━━━━━ EXERCISE INPUTS
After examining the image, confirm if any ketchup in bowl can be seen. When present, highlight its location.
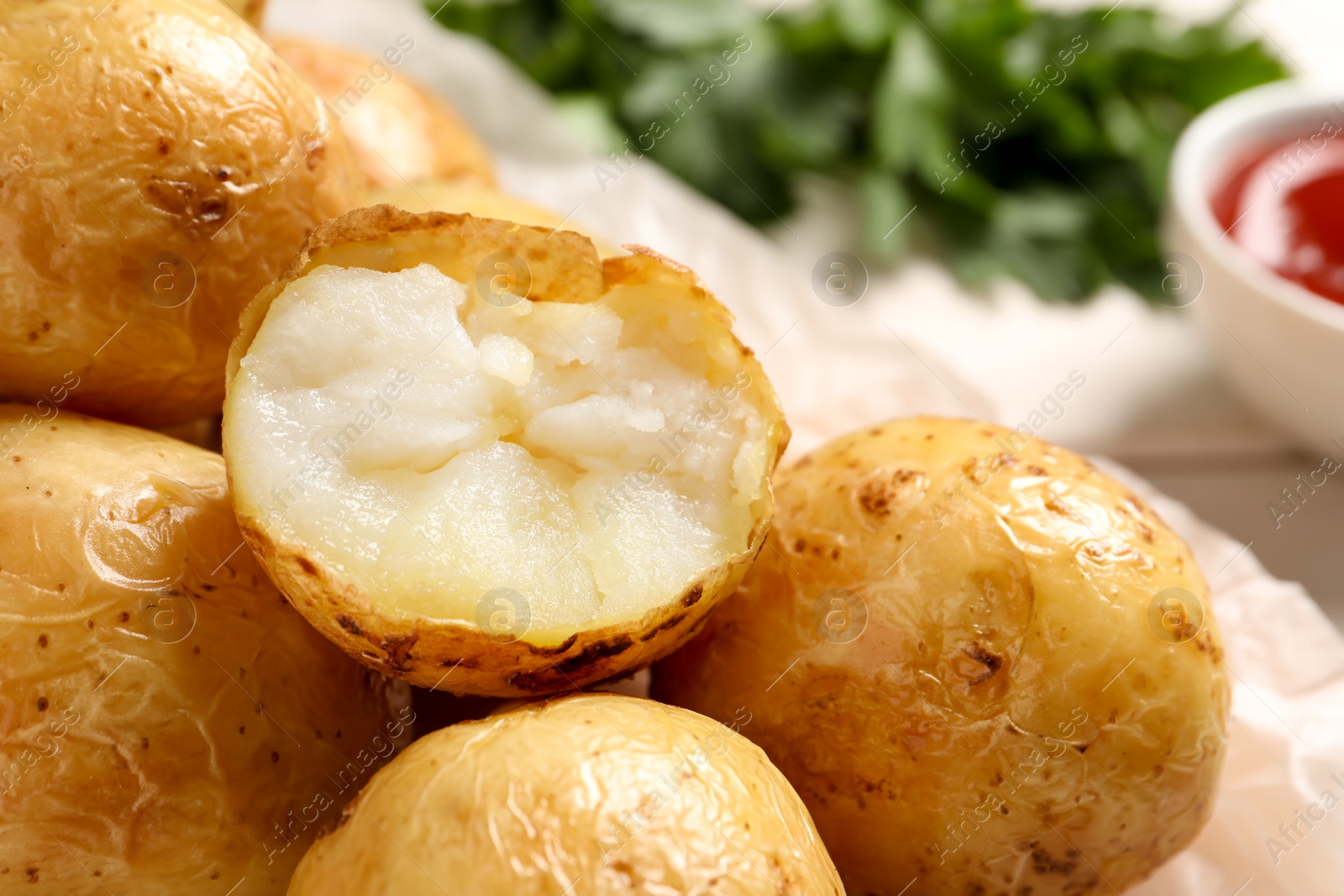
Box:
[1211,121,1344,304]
━━━━━━━━━━
━━━━━ EXERCISE INPUTS
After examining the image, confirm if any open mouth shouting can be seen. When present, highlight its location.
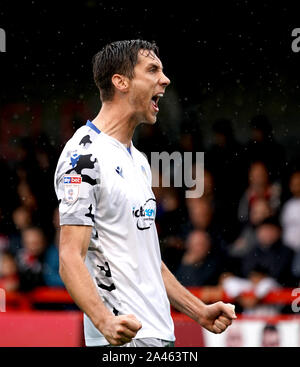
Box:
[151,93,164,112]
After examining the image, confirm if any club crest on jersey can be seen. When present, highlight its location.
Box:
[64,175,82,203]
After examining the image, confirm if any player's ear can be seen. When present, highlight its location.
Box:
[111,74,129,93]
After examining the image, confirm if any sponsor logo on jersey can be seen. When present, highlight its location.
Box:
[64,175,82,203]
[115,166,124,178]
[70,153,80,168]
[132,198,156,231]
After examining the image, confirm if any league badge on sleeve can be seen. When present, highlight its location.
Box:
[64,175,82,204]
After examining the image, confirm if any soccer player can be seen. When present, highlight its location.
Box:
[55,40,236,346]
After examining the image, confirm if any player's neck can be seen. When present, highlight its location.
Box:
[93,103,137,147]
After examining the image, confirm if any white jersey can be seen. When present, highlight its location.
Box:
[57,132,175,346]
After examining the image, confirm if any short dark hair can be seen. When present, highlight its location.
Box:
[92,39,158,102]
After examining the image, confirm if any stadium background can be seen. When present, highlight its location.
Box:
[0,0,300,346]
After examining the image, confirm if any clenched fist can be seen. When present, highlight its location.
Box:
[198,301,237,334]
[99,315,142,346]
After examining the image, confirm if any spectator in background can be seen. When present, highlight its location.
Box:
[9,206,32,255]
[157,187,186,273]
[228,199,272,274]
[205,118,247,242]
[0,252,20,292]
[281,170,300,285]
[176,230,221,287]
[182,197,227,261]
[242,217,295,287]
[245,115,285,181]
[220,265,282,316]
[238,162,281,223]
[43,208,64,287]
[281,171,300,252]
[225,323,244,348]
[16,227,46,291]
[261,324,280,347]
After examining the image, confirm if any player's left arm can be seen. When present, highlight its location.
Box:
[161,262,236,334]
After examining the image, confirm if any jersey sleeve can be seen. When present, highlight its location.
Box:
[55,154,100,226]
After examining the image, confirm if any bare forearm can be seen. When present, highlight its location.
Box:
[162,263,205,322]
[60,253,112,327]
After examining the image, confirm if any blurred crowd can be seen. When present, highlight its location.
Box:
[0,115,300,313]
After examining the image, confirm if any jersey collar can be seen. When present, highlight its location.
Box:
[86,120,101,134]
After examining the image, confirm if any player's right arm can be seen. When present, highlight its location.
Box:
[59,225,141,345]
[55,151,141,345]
━━━━━━━━━━
• _WHAT YOU NEED TO DO_:
Rewrite the part of the listing that opens with the line containing "After examining the image, confirm if any ketchup" and closes with the line containing "[1211,121,1344,304]", putting "mustard in cup" in place of "ketchup in bowl" and leaving everything else unchanged. Leave the picture out of your answer.

• _EXERCISE SOLUTION_:
After examining the image, confirm if any mustard in cup can be seen. When present, highlight its location.
Box:
[1211,121,1344,304]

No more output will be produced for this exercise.